Aim of the exercise:
Retype every line of the listing below with no changes at all.

Records excerpted from a collection
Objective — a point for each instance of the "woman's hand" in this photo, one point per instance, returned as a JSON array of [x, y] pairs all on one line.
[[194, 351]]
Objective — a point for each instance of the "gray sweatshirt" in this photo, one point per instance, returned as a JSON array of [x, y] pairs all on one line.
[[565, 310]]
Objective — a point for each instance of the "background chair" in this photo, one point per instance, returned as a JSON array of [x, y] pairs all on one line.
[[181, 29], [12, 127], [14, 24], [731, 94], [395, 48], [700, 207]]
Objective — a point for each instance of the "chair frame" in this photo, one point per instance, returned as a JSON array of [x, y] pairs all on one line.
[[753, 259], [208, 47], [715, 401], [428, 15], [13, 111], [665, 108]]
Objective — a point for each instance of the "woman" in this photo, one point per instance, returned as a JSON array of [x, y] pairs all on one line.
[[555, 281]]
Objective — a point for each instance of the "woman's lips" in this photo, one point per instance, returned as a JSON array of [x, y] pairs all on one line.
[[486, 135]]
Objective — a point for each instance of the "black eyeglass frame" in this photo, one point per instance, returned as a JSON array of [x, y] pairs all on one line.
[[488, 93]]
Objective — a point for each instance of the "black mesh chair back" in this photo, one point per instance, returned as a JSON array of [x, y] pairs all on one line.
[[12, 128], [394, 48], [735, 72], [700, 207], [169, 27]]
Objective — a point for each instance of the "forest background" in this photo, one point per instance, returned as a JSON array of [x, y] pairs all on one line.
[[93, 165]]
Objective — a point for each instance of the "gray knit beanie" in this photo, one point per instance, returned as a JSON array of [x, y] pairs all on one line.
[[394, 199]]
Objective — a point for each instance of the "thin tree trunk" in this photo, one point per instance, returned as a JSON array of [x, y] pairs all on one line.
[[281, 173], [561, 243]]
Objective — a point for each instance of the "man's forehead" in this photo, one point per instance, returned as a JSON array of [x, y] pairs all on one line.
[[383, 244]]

Task response:
Objective — a point for each instance of the "woman's hand" in this photo, one point per instance, returned as a JSON array of [x, y] pairs all on one line.
[[194, 351]]
Objective — a point for each instance of the "gray sweatshirt" in this photo, one point per instance, returned as a JSON array of [x, y] pairs all on one line.
[[565, 310]]
Objective — a point for each instance of the "background chair" in this photo, one point per instance, returned as a JSON array of [x, y] pairs all on one line.
[[181, 29], [12, 127], [14, 24], [731, 94], [395, 48], [700, 207]]
Objective — a point for each instance of the "chair frame" in this photo, one point per instance, returned as a JSON array of [x, y] pairs all on one line.
[[753, 259], [208, 47], [715, 401], [428, 15], [13, 111], [665, 108]]
Objective — a point for each instance of the "woman" in this photo, one point per instance, returned as a JSON array of [x, y] pairs all on one line.
[[555, 281]]
Objective — a point for each instance of the "woman's lips" in this photo, one point per instance, returned as a JSON array of [x, y] pairs all on one line.
[[486, 135]]
Objective — a point for each instance of the "black eyeglass frame" in this photo, one point per instance, returned as a JSON array of [x, y] pairs all on one line.
[[488, 93]]
Objective — a point for each instance of the "black mesh chair back" in this photo, one point per instance, returned as a JSON array of [x, y] pairs all on one line.
[[12, 128], [394, 48], [735, 72], [700, 207], [169, 27]]
Objective — a point for each instance of the "forest background" in this photo, one point per instance, returned as a JSON array of [x, y] pairs all on one line.
[[93, 165]]
Objective — a point for each instance of the "gray knit beanie" in this photo, one point per instance, returned as a JSON array of [x, y] pairs all on one line.
[[394, 199]]
Objective — a point for each instance of the "thin tree trunk" in this photo, one point per instance, returned as a JSON array of [x, y] pairs all on one line.
[[281, 173], [561, 243]]
Objective — a point for each instance of the "man's forehead" in this photo, one point per instance, returned as a JSON array of [x, y] pairs all on one line.
[[383, 244]]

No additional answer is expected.